Data entries
-- begin --

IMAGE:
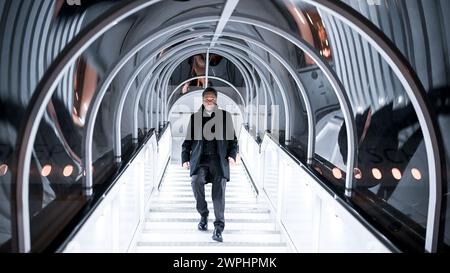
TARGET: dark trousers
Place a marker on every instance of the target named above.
(209, 172)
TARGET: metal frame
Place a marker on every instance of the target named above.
(238, 64)
(417, 94)
(243, 57)
(410, 81)
(47, 82)
(41, 98)
(199, 91)
(166, 74)
(119, 109)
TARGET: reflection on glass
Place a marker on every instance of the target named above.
(3, 169)
(311, 28)
(416, 174)
(358, 173)
(46, 170)
(337, 173)
(68, 170)
(396, 173)
(377, 173)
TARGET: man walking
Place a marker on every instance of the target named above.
(208, 150)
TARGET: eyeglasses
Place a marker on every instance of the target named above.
(209, 99)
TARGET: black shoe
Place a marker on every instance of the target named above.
(203, 224)
(217, 235)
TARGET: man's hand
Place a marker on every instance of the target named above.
(231, 161)
(186, 165)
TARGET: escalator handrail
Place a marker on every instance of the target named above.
(339, 197)
(417, 94)
(97, 198)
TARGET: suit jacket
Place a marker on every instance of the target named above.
(224, 134)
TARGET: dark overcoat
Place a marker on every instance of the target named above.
(223, 132)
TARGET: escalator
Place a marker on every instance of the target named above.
(171, 221)
(342, 111)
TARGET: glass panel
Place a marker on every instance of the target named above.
(391, 178)
(271, 173)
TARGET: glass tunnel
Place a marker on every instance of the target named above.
(341, 111)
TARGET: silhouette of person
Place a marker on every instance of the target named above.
(379, 147)
(208, 150)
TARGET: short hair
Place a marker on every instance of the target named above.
(209, 90)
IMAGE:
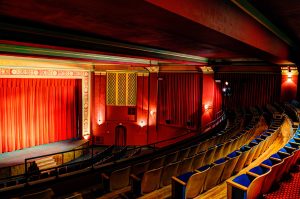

-- end --

Copy all of the rows above word for word, leaving out the pictures.

IMAGE:
TARGET: dark trousers
Place a marker on every instance of the target named above.
(209, 172)
TARGET: metal frame
Place a marker on every instance of the target named above.
(238, 64)
(417, 94)
(243, 57)
(410, 81)
(47, 82)
(41, 98)
(199, 91)
(166, 74)
(119, 109)
TARGET: reflection on glass
Place a marker on every instance of the target named above.
(3, 169)
(311, 28)
(416, 174)
(358, 173)
(46, 170)
(337, 173)
(68, 170)
(396, 173)
(377, 173)
TARGET: man walking
Place a marker on every instance of the target named above.
(208, 150)
TARGET: eyeglasses
Place a marker on every instance of the target named above.
(209, 99)
TARGET: black shoe
Place a marker on every instance of the target named above.
(203, 224)
(217, 235)
TARGET: man's hand
Place a marker on every instance of the target named above.
(231, 161)
(186, 165)
TARGET: escalator handrail
Place a marker on every instance of the target named above.
(339, 197)
(417, 94)
(97, 198)
TARGET: suit jacket
Place a marker on every instance of the target named above.
(224, 134)
TARGET: dark overcoat
Place a marker on every instance of the target named above.
(223, 132)
TARGET: escalator
Place a marker on every instance of the target named above.
(171, 221)
(342, 111)
TARGET: glass panel
Place a marker on every instance of the target named above.
(391, 178)
(271, 173)
TARGET: glass tunnel
Place a marker on every instance of the target named above.
(341, 111)
TARGET: silhouette of person
Place a marker on every instance of the target named above.
(379, 147)
(208, 150)
TARGET: short hair
Place a marker on every instance of the target named above.
(209, 90)
IMAGE:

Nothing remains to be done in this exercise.